------ Dataset records
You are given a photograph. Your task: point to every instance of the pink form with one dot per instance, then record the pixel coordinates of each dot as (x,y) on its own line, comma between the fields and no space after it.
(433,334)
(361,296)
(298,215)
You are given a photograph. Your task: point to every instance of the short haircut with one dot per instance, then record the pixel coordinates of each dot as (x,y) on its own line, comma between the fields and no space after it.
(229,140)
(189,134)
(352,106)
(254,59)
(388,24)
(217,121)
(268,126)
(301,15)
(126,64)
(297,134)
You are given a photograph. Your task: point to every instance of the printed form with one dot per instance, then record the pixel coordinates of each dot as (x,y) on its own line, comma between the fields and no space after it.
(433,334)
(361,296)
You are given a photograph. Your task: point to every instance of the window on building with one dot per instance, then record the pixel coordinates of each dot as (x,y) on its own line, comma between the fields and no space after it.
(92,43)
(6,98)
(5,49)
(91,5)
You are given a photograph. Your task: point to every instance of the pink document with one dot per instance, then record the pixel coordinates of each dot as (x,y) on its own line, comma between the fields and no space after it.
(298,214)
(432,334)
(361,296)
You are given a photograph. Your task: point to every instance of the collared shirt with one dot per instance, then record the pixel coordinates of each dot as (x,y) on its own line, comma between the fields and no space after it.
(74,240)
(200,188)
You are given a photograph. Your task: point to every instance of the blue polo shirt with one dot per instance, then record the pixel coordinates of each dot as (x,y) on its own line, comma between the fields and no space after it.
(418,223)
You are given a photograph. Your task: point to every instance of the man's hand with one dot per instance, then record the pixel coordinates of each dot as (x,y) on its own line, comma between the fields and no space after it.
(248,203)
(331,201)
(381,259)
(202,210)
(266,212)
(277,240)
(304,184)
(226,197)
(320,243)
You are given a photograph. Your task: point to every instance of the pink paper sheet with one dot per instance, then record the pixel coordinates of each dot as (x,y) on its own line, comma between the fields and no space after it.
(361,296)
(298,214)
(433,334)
------------
> **Given request**
Shift every x and y value in the answers by adding 28, and copy out the rows from the one containing "the pink paper" through the last row, both ends included. Keep the request text unchanged.

> **The completed task**
You are given a photograph. Your task: point to every instance of the pink paper sheet with one dot per instance, then record the pixel coordinates of each dot as (x,y) on its own line, comma between the fields and no space after it.
(389,324)
(326,242)
(461,362)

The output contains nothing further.